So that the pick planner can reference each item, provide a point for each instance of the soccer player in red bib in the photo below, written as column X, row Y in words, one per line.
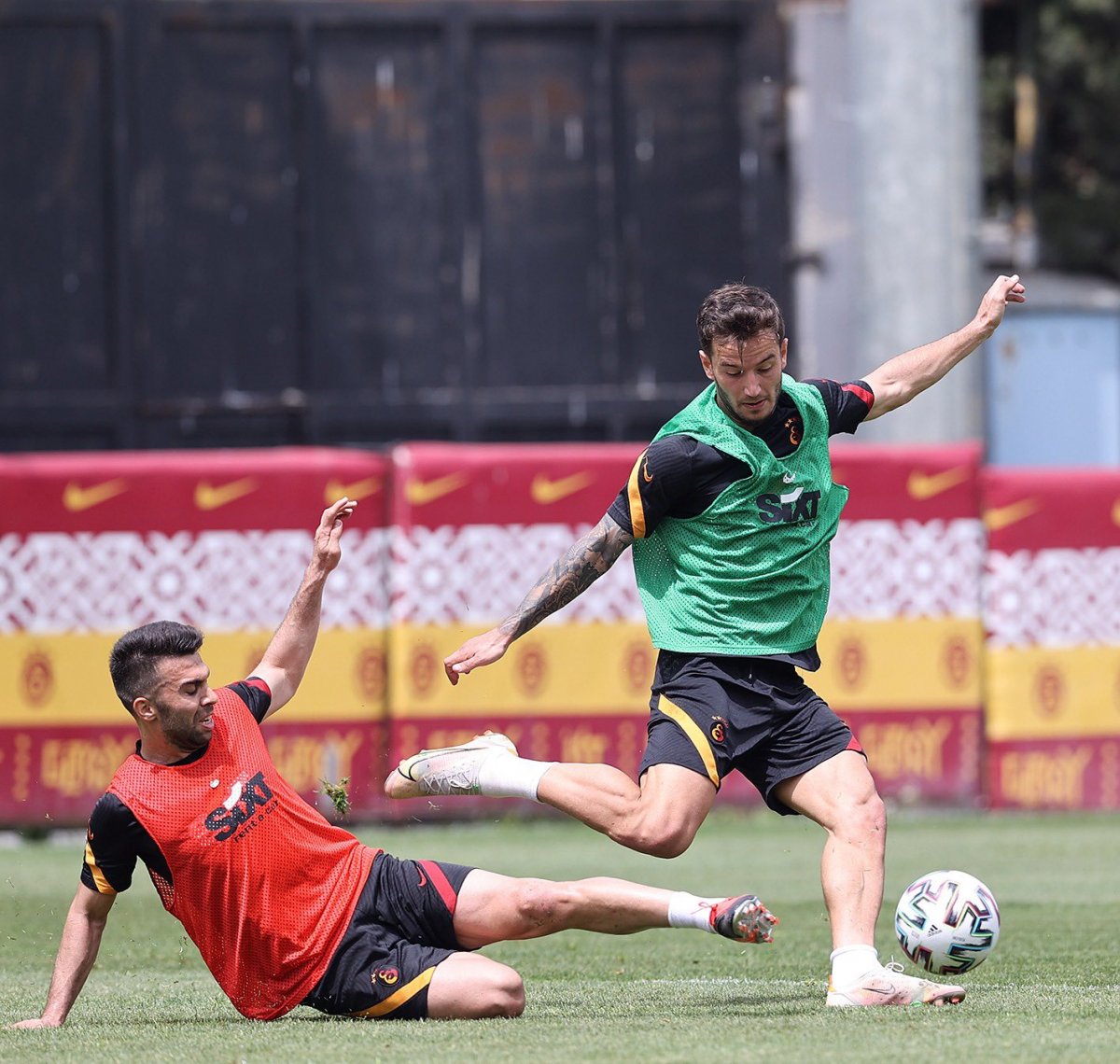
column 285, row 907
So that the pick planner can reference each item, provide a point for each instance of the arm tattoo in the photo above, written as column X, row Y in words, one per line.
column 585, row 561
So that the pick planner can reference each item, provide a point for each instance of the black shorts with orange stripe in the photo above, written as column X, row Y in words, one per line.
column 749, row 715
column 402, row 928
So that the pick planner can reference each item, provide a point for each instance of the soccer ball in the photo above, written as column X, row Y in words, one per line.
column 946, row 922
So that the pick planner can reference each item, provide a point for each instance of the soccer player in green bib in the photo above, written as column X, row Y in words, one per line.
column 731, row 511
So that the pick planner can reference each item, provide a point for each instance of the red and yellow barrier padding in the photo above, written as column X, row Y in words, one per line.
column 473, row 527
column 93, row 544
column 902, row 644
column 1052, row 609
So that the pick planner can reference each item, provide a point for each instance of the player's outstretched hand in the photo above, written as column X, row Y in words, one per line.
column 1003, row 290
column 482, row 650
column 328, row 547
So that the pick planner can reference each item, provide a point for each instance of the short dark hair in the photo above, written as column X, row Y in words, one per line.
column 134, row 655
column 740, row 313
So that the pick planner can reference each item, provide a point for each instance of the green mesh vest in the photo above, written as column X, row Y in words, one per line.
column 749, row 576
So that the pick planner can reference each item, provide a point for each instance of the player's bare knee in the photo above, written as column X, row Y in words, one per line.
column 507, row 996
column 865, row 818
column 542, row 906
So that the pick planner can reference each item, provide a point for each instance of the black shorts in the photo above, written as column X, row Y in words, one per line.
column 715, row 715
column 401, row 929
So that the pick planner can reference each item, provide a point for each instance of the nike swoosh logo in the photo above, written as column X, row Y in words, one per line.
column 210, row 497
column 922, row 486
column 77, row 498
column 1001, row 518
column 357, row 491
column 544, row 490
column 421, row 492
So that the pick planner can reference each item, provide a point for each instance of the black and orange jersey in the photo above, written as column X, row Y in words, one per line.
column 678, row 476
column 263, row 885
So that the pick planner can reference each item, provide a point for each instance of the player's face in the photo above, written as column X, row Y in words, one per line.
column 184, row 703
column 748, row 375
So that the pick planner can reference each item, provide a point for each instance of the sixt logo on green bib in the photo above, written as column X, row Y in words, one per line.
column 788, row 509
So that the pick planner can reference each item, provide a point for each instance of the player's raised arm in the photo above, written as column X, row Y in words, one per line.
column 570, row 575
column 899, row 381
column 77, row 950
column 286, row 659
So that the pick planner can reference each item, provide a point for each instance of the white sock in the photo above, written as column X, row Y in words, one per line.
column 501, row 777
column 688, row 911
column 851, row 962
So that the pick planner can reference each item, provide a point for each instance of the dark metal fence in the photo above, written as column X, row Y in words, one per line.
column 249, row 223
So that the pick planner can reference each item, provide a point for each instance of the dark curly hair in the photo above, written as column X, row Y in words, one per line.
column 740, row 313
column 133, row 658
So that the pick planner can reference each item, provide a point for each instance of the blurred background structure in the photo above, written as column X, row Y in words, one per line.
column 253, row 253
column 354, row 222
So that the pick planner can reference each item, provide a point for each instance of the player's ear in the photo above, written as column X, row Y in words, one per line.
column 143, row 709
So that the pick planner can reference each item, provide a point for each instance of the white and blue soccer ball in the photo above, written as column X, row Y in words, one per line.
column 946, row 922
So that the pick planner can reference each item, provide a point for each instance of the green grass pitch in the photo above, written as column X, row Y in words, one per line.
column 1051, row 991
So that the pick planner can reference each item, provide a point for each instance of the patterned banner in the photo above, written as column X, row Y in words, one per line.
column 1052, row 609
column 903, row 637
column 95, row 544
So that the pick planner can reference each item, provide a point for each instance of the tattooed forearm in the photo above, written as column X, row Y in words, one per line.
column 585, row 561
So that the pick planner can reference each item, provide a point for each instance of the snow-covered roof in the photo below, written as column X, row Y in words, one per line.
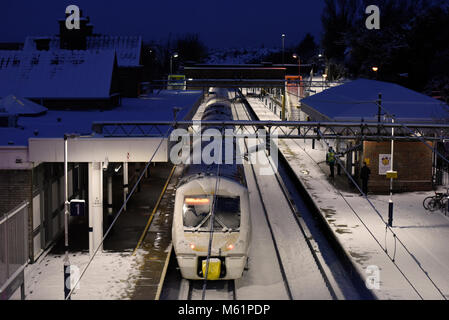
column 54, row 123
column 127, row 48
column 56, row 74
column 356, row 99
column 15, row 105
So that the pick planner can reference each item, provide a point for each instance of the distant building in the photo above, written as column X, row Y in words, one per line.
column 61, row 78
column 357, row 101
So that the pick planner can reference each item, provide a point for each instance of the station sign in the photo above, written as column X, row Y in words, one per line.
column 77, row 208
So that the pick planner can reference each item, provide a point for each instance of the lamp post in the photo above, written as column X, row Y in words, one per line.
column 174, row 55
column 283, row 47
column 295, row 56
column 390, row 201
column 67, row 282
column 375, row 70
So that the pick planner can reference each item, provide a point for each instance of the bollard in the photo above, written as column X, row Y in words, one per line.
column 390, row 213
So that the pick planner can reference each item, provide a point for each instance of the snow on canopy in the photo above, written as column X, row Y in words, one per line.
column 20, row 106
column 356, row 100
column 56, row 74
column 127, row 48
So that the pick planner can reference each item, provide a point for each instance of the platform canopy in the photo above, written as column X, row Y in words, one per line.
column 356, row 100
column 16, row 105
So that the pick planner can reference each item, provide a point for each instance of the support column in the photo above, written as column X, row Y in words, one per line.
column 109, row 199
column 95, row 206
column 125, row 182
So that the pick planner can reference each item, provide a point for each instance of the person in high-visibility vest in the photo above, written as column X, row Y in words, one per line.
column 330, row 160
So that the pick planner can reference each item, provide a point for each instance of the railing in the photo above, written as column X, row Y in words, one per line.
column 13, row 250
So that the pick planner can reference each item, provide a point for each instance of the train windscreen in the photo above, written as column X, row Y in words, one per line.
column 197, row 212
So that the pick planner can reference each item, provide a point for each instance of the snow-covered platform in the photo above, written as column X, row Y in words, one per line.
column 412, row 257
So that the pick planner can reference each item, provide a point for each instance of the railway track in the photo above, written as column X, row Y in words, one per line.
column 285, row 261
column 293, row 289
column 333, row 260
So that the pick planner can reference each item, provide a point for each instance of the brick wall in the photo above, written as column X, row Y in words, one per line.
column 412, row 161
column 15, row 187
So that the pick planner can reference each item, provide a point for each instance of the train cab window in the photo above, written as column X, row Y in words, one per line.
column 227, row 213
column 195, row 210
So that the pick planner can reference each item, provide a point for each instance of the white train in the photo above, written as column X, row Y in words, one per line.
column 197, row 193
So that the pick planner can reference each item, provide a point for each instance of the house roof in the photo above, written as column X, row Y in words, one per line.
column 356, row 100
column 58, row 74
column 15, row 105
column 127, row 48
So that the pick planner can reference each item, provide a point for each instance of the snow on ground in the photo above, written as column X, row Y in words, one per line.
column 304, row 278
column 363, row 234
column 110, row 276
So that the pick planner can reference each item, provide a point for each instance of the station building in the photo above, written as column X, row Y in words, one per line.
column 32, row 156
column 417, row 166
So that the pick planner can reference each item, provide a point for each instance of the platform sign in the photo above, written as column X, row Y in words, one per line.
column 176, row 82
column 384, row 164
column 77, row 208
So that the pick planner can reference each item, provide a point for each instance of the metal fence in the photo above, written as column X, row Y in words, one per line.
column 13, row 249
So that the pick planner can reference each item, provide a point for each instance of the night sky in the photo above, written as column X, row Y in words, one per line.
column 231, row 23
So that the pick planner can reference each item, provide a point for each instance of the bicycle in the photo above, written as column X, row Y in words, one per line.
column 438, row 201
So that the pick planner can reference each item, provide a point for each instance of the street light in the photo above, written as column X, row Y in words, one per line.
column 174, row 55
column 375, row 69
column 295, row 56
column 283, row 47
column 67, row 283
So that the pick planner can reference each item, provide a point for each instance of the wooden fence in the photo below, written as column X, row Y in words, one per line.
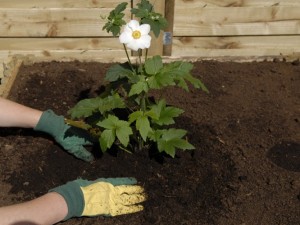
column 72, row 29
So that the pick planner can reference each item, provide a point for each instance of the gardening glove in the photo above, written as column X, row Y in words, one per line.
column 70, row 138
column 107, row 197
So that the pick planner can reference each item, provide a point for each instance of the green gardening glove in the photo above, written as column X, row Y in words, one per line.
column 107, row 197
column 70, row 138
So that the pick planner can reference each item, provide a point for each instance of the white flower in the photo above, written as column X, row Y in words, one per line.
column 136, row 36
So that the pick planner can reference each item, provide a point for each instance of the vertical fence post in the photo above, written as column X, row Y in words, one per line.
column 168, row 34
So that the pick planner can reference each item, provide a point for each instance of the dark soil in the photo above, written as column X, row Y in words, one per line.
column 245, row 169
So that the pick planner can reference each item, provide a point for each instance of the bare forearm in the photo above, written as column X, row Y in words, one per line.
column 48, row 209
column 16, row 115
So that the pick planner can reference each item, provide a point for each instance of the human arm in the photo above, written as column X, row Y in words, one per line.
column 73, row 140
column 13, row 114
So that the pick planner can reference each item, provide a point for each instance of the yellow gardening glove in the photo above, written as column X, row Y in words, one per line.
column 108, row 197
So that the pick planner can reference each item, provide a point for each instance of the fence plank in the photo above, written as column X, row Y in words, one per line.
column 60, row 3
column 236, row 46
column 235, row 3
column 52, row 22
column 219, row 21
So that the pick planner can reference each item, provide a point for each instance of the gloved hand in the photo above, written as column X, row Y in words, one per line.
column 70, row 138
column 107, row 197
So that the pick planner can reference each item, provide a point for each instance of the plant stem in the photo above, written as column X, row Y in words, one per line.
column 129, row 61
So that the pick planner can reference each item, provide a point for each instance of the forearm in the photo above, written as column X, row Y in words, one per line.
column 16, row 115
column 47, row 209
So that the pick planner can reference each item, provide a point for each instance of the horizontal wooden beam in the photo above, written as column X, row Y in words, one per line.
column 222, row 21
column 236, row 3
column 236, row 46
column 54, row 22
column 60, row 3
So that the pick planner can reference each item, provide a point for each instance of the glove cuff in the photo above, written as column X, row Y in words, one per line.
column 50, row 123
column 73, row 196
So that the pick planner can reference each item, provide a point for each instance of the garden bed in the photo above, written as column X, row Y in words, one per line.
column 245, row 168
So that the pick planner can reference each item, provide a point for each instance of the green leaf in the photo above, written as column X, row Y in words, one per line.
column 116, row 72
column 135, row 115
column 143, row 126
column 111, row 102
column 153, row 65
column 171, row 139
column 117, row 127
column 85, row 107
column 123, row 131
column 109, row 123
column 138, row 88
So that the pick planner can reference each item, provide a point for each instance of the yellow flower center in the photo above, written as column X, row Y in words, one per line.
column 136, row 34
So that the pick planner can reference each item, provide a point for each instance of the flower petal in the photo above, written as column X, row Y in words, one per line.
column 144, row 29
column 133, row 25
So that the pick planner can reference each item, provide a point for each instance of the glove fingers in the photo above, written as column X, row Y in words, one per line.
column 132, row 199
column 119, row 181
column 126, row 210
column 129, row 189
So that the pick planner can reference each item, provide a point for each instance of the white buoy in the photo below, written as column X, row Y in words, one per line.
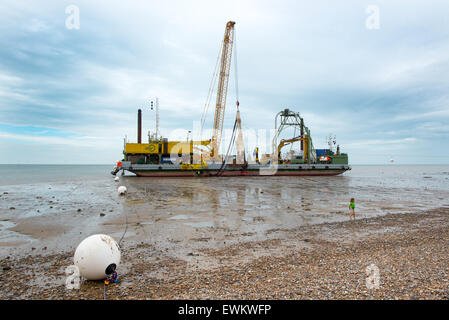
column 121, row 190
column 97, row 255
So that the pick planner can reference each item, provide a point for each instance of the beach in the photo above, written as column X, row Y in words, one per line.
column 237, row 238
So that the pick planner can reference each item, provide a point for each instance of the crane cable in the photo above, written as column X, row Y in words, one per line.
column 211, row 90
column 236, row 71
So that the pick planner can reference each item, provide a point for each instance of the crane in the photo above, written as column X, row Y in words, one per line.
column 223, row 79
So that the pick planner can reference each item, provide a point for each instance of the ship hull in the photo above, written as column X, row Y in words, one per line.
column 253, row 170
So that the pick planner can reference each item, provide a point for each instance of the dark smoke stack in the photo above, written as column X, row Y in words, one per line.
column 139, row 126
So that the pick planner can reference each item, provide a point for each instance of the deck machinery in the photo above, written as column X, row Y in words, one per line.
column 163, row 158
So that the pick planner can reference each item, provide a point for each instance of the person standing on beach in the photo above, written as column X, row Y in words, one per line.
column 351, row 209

TASK DESCRIPTION:
Rewrite the lines of the listing between the line containing "of the bare" and the line containing "column 108, row 197", inclusive, as a numbered list, omitting any blank lines.

CORRECT ANSWER:
1. So that the pick planner can reference each item, provide a point for each instance of the bare forearm in the photo above, written as column X, row Y in words, one per line.
2. column 48, row 209
3. column 16, row 115
4. So that the pick planner can reference each item, provide a point for each instance of the human arm in the photo above, written as column X, row Y in words, one per line.
5. column 73, row 140
6. column 13, row 114
7. So that the pick planner can reference each item, provide a point for each instance of the yellow gardening glove in the photo above, written as column X, row Y in words, one per line.
8. column 108, row 197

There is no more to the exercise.